(Stored data)
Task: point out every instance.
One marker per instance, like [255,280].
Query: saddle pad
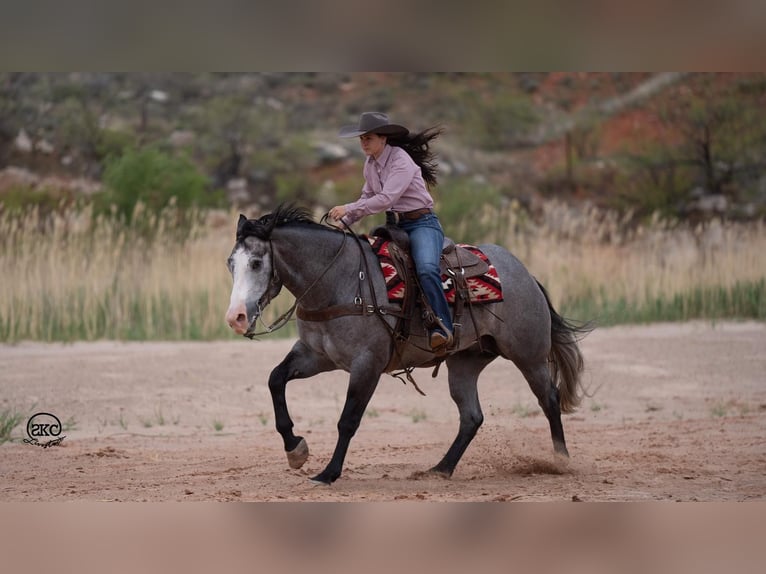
[484,288]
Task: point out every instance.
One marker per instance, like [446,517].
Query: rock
[159,96]
[23,142]
[182,138]
[329,152]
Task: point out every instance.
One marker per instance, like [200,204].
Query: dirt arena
[675,412]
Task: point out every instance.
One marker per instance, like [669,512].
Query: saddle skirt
[483,282]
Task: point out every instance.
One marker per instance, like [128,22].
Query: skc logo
[44,429]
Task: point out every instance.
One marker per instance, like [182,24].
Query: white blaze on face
[240,273]
[250,280]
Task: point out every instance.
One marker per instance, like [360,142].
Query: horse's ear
[241,223]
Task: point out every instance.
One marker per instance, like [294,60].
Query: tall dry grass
[73,276]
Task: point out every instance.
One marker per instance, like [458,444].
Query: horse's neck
[314,264]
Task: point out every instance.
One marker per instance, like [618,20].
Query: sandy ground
[676,412]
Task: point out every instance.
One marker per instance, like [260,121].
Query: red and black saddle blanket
[485,288]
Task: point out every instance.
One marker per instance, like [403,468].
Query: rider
[397,174]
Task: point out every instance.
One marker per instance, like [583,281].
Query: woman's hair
[417,145]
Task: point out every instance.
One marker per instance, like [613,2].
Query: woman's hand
[337,212]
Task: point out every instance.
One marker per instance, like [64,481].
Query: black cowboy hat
[373,122]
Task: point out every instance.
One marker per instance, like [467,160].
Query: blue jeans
[426,241]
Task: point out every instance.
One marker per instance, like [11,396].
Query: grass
[76,276]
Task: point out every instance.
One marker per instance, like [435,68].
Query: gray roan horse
[332,271]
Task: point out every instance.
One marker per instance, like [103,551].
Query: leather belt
[395,217]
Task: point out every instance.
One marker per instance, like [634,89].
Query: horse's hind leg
[539,379]
[464,369]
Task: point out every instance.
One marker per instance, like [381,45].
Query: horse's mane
[285,214]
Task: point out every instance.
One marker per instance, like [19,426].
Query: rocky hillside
[688,145]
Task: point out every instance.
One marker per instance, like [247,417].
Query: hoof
[298,456]
[430,473]
[324,478]
[319,481]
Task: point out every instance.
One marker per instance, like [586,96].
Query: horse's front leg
[300,363]
[362,384]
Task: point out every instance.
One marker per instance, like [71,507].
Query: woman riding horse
[399,168]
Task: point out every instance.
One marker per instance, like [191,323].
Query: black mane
[285,214]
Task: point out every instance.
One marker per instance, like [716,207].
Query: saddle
[456,262]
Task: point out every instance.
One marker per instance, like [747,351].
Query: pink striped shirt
[392,182]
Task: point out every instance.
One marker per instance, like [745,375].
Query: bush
[153,177]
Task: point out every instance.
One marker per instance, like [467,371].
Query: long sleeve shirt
[392,182]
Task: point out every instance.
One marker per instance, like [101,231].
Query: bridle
[285,317]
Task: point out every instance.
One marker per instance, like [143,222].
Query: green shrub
[152,177]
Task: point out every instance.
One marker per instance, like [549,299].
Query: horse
[345,321]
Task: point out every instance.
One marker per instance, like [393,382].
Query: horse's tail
[565,359]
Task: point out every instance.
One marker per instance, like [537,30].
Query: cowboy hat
[373,122]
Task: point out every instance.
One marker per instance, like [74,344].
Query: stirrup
[440,341]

DO THIS: Omit every picture, and otherwise quote the entries exactly.

SOLUTION:
Task: point out every instance.
One marker per instance, like [255,280].
Query: saddle pad
[484,288]
Task: point out every instance.
One marker per instance, like [446,517].
Query: rock
[159,96]
[23,142]
[182,138]
[329,152]
Task: point out every instance.
One marker per instance, like [200,204].
Query: dirt arena
[675,412]
Task: point out every instance.
One marker per instance, like [669,512].
Query: saddle skirt
[483,282]
Task: point out every instance.
One marker per instance, like [128,22].
Query: skc logo
[44,429]
Task: point out every instance.
One marker per instance, like [182,24].
Query: white blaze on face
[240,273]
[250,280]
Task: point out every instance.
One marker per instance, like [360,142].
Query: horse's ear
[241,223]
Task: point out every instance.
One marker per instance, like [294,60].
Query: tall dry grass
[73,276]
Task: point out every instance.
One marker per instance, like [458,444].
Query: horse's neck
[314,264]
Task: point out every instance.
One marker per instance, like [618,20].
Query: sandy ground
[676,412]
Task: point out every instance.
One marker per instance, like [260,121].
Query: red and black saddle blanket
[485,288]
Task: point out every instance.
One marker per instance, like [403,468].
Query: rider
[397,174]
Task: point out every instance.
One marker per instance, like [583,281].
Query: woman's hair
[417,145]
Task: point out every instance.
One marker per instance, like [613,2].
Query: woman's hand
[337,212]
Task: point out every instance.
One marker per instance, like [64,481].
Query: black cowboy hat
[373,122]
Task: point out every instance.
One marker per instance, like [467,160].
Query: blue jeans
[426,241]
Task: point out every instance.
One marker per instance, like [11,396].
Query: grass
[76,276]
Task: point out every instance.
One marker per instance, like [435,68].
Query: gray roan horse
[332,271]
Task: point out every instance.
One marker per instance, like [103,551].
Query: leather belt
[395,217]
Task: point out every instance.
One marker per instance, like [634,89].
Query: horse's hind leg
[539,379]
[464,369]
Task: point out every instance.
One marker per instance, like [381,45].
Query: horse's mane
[285,214]
Task: point out every instance.
One marker per instance, like [19,426].
Query: rocky hillside
[688,145]
Task: point out every instance.
One marker per instance, like [247,417].
Query: hoof
[298,456]
[430,473]
[324,478]
[319,481]
Task: point out every instance.
One marker per instance, like [586,96].
Query: horse's front leg
[300,363]
[362,384]
Task: point out every instance.
One marker per instance, like [71,507].
Query: woman riding horse
[399,168]
Task: point out every instance.
One marker per instance, like [191,323].
Query: black mane
[285,214]
Task: point out every instance.
One marker per instance, like [716,207].
Query: saddle
[456,262]
Task: point out every instance.
One marker per instance, like [747,351].
Query: pink striped shirt
[392,182]
Task: point out every instance.
One marker per instance, like [745,375].
Query: bush
[153,177]
Task: point out every instance.
One marker per instance, like [467,371].
Query: long sleeve shirt
[392,182]
Task: point out every instance.
One marker per instance, like [101,231].
Query: bridle
[285,317]
Task: point out every instance.
One marker per instance, like [143,222].
Query: green shrub
[152,177]
Task: point out every instance.
One marker per instance, like [549,299].
Query: horse
[345,321]
Task: point out every instance.
One marker per instance, like [393,382].
Query: horse's tail
[565,359]
Task: point out every instance.
One marker per instance, like [537,30].
Query: cowboy hat
[373,122]
Task: point out every instance.
One marker per instance, like [74,344].
Query: stirrup
[440,341]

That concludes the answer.